:: Work order ::
Word for word, give the records again, dropping any picture they hold.

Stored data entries
Segment Open

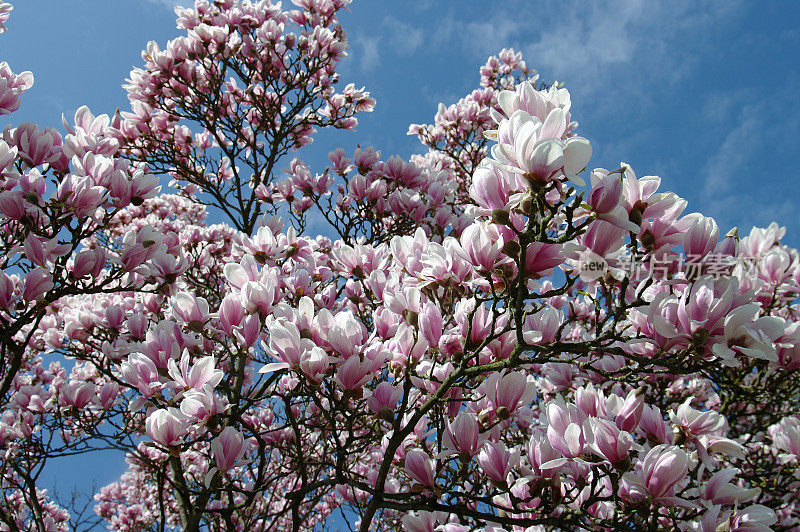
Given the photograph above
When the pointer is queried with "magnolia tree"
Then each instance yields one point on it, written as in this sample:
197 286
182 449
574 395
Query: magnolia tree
490 337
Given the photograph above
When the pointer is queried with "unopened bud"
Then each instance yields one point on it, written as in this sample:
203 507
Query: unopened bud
501 217
411 317
511 248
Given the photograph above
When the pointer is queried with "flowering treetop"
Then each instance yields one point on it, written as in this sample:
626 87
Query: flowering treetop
498 338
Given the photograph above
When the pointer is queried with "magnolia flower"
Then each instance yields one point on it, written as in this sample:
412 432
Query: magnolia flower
420 467
166 426
202 374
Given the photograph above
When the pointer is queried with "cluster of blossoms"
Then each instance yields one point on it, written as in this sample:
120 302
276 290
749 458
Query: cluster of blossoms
438 363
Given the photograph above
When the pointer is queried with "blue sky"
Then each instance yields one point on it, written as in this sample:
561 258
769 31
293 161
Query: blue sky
703 94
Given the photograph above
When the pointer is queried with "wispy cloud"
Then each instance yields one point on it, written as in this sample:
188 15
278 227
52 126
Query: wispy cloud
171 4
366 52
403 39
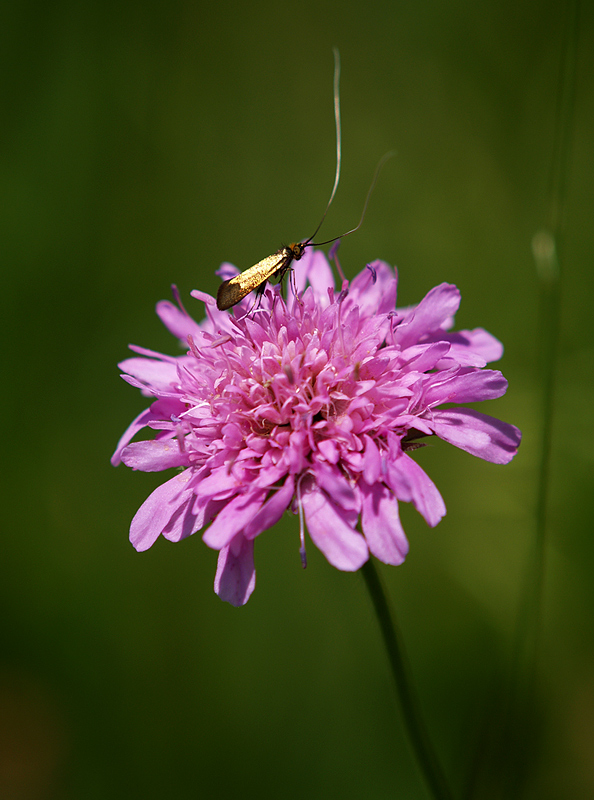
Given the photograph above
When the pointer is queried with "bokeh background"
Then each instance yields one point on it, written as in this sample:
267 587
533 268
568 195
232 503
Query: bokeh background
145 143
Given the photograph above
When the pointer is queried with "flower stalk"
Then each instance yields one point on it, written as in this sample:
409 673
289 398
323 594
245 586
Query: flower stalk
417 732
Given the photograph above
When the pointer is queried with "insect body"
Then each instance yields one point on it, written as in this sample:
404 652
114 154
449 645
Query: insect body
277 265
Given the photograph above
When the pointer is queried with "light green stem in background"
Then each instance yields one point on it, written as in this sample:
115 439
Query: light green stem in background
547 247
417 733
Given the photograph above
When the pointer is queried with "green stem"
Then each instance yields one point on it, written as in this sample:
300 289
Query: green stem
418 736
547 247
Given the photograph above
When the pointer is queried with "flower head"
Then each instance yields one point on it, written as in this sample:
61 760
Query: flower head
311 405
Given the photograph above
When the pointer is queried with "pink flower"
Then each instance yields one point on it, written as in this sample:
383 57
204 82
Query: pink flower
311 405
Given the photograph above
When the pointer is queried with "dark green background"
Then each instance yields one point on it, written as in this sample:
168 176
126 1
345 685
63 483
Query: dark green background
145 143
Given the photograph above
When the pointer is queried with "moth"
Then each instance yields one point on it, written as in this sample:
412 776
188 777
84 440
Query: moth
233 290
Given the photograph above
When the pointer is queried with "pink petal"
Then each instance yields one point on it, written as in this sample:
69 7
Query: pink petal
381 525
236 577
332 480
344 548
141 420
154 455
465 387
478 434
178 322
233 518
158 509
374 289
410 484
434 310
151 372
272 510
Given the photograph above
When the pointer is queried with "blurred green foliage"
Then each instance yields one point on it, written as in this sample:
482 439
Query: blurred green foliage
144 144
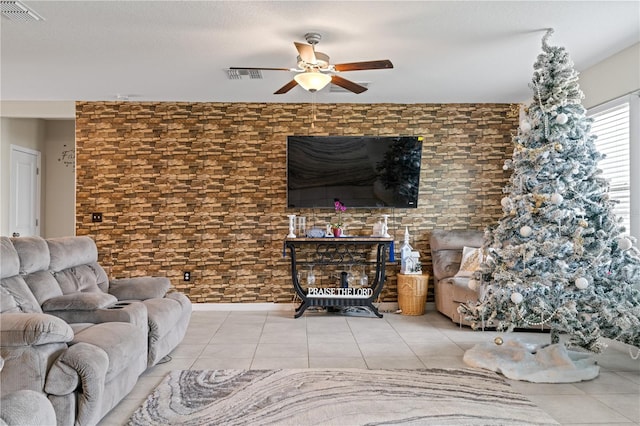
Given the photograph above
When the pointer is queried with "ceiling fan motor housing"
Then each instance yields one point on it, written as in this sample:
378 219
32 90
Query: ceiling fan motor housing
322 62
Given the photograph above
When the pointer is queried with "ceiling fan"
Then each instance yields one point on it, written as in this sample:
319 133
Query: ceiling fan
315 71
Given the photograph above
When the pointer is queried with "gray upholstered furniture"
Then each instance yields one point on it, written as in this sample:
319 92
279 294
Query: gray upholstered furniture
25 407
74 264
446 254
73 336
84 369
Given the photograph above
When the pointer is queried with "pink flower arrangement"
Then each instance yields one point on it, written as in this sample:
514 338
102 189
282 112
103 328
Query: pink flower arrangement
339 208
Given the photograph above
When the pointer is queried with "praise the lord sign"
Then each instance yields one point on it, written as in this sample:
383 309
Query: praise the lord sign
346 292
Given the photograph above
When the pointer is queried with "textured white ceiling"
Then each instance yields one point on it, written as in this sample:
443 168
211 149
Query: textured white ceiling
452 51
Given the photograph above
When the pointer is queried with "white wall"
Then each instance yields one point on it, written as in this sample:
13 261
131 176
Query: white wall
616 76
57 204
59 183
26 132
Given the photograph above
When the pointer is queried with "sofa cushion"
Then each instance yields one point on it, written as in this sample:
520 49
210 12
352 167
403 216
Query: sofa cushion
79 302
15 296
67 252
33 329
139 288
124 344
446 249
471 259
90 278
43 285
9 260
33 253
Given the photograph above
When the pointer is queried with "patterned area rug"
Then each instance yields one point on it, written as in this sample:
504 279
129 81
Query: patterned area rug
337 397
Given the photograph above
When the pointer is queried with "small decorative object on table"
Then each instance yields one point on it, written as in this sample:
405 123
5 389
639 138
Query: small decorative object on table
409 258
292 226
336 228
385 226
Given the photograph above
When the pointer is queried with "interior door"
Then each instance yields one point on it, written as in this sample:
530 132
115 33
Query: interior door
24 207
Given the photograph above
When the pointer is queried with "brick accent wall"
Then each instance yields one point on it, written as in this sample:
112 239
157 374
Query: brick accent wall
201 187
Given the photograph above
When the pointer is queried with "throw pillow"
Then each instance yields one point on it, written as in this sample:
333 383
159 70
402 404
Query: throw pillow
471 259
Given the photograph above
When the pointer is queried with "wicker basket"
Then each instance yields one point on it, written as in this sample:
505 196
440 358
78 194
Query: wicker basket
412 293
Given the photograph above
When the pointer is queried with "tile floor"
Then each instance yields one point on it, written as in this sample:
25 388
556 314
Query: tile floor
273 339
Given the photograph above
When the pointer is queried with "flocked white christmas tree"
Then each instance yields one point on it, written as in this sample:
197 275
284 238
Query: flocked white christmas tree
559 257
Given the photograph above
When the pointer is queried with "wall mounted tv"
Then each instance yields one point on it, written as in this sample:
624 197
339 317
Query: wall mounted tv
360 171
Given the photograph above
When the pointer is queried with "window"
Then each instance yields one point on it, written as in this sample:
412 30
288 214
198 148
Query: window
611 125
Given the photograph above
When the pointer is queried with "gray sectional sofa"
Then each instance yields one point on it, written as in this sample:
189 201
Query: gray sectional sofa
70 333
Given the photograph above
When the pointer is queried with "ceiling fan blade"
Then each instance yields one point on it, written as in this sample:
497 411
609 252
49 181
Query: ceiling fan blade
368 65
346 84
263 69
284 89
307 54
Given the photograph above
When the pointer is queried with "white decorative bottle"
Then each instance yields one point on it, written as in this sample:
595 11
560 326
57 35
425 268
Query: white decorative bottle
405 253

Segment Closed

:: Your solution ::
Given the photograph above
When the pointer is queried with "magnolia tree"
Then each instance yields one point on it, written as in this sample:
197 286
182 449
574 395
Query: magnolia tree
490 337
Given the photograph above
When the pointer is queried with "unopened bud"
Then each instance yields one point on it, written as in this sample:
203 507
Query: unopened bud
501 217
411 317
511 248
Given the photograph above
When the pointer is queried with "flowering treetop"
Then each instance yields one point on it, written as in this sample:
626 87
Query: flowering treetop
498 338
Given the photograph above
When the pointer is queried with "magnolia flower"
Then each instance yields one point on it, written as in this sample:
412 432
Query: magnolia flower
420 467
166 426
202 374
Given the photograph above
When the pointer is queried with "cluster of blossoms"
Then each instance yields one point on it, written as in this sample:
120 302
276 290
749 458
Query: cluster of blossoms
438 363
Given the photograph above
When the pointer is queried with "blue sky"
Then each instance yields one point on it, written as in this sample:
561 258
769 31
293 161
Query: blue sky
703 94
Given the photograph above
When the pointer is queried with "wispy cloud"
Then each instance yields one point on it, written as in this sample:
188 15
278 227
52 126
Query: wispy cloud
171 4
366 52
403 39
Given the photograph above
When the pointer is queried with "bokeh background"
Then each instance yields one point on it, written as in this sample:
267 587
533 268
568 195
232 503
Query: bokeh background
145 143
Given the photograph above
When the pointer is queried with "flower stalk"
Then each instance yields one point on it, written as in this sample:
409 673
289 398
323 594
245 586
Query: flower stalk
417 732
Given the photograph above
When the pointer is queried with "insect body"
Then each instance yields one point on it, written as in this sample:
404 652
114 154
449 645
Query: insect body
277 265
Given the photograph above
When the pointer is queried with "light green stem in background"
Then each instance yields one point on it, written as in this sample:
115 439
Query: light green stem in background
547 247
417 733
Given the photograph above
When the pointer is queried with "green stem"
Then each instance yields one point on it, written as in this sample:
300 289
Query: green stem
418 736
547 247
Given the photograph above
When the pointer is queried with "flower head"
Then each instance yields one point on it, written as in this sample:
61 760
Query: flower head
311 405
Given the photograph above
When the pointer is queried with "pink flower"
Then each instance yields one point on it, written as in this sample:
383 57
204 82
Query: pink flower
311 405
Given the photograph above
When the pointer is queried with "dark green background"
Then each instance yields one point on it, written as in this sample:
168 176
126 1
345 685
63 483
Query: dark green background
145 143
Given the photograph above
When the pointer is queried with "moth"
Then each instance yields one point on it, written as in this sample:
412 776
188 777
84 440
Query: moth
233 290
Given the photograph above
When the pointer is queried with "pink petal"
Then each instance yields one point on it, written as in this sample:
69 7
Query: pink petal
381 525
236 577
332 480
344 548
141 420
154 455
465 387
478 434
178 322
233 518
158 509
374 289
410 484
434 310
151 372
272 510
Given the photograph above
When the pointer is queried with "blurred green foliage"
Then each instance yields one point on it, written as in this sample:
482 439
Query: blurred green foliage
144 144
Given the photograph above
When the pointer is queried with "ceiling fan motor housing"
Then each instance yields one point on it, written as in this sample:
378 219
32 90
Query: ceiling fan motor housing
322 62
Given the photograph above
When the pointer is queried with "ceiling fan"
Then each instance yields one point on it, written as in this sample:
319 133
Query: ceiling fan
315 71
Given the photograph above
When the pointer is queried with "gray upholstered furniture"
Then each instance yields one point on it, written as in this sample:
319 92
279 294
Query: gray upholstered furniture
25 407
74 264
446 254
73 336
84 369
Given the photograph above
When the pointer is queried with "pink flower arrangement"
Then each instance yields one point on it, written as in this sample:
514 338
102 189
282 112
103 328
Query: pink flower arrangement
339 208
Given the photograph above
When the pointer is queried with "praise the lord sign"
Then each instance yields one point on it, written as in this sample:
383 309
Query: praise the lord sign
346 292
Given the photograph above
When the pointer is queried with "textured white ceiling"
Then each instance yields one point on it, written as in this sample:
443 168
211 149
Query: textured white ceiling
452 51
Given the photograph above
When the pointer is queried with "white wall"
Then each instance yields one point on it, written as in this sample:
13 261
131 176
Query: white wall
616 76
57 204
59 183
26 132
Given the photograph above
When the pointer is queried with "sofa cushion"
Then each instance yields one point on it, written as in this sample:
520 49
210 12
352 167
403 216
Query: sofa cushion
79 302
15 296
67 252
33 329
139 288
124 344
446 249
471 259
90 278
43 285
9 260
33 253
Given the photograph above
When the pointer is queried with "patterned area rug"
Then each instance yields one point on it, written as in this sample:
504 279
129 81
Query: patterned area rug
337 397
Given the photograph above
When the pointer is queried with "small decorative object on table"
Then each instance yields one point on it, written as in this sample:
405 123
5 389
639 138
Query: small decorative object on table
409 258
292 226
336 228
385 226
Given the photograph above
When the pointer is queried with "interior door"
Then each instance yields one point on it, written as in this sample:
530 132
115 33
Query: interior door
24 207
Given the photograph above
When the pointer is queried with "brick accent wall"
Then each instance yields one point on it, written as in this sample:
112 239
157 374
Query: brick accent wall
201 187
Given the photograph above
When the pointer is queried with "throw pillow"
Then each instance yields one point on it, written as in this sample:
333 383
159 70
402 404
Query: throw pillow
471 259
Given the photograph above
When the pointer is queried with "wicker basket"
Then each instance yields one point on it, written as in this sample:
505 196
440 358
78 194
Query: wicker basket
412 293
Given the photograph above
When the pointer is queried with "tile floor"
Then each instance yields one point on it, written as in this sample:
25 388
556 314
Query: tile floor
273 339
Given the photograph above
When the pointer is queried with "flocked white christmas tree"
Then each instance yields one point on it, written as in this sample:
197 275
284 238
Query: flocked white christmas tree
559 257
Given the photograph above
When the pointer is queried with "wall mounted tv"
Then each instance yields one point on it, written as in this sample:
624 197
339 317
Query: wall mounted tv
360 171
Given the photograph above
When the pointer is queried with "window"
Then each instance yields one point on it, written as in this sample:
412 30
288 214
198 148
Query: window
611 125
Given the photograph above
When the pointer is queried with "gray sectional sofa"
Then each instance yields one point on it, written as in this sample:
189 201
Query: gray sectional sofa
70 333
Given the photograph above
When the pointer is queried with "ceiling fan blade"
Then each instance yields one point on it, written as in this sample:
497 411
609 252
49 181
Query: ceiling fan blade
368 65
346 84
263 69
284 89
307 54
Given the photograph above
When the pointer is queried with "white decorative bottle"
Then each instance yields one point on it, written as in this sample:
595 11
560 326
57 35
425 268
Query: white decorative bottle
405 253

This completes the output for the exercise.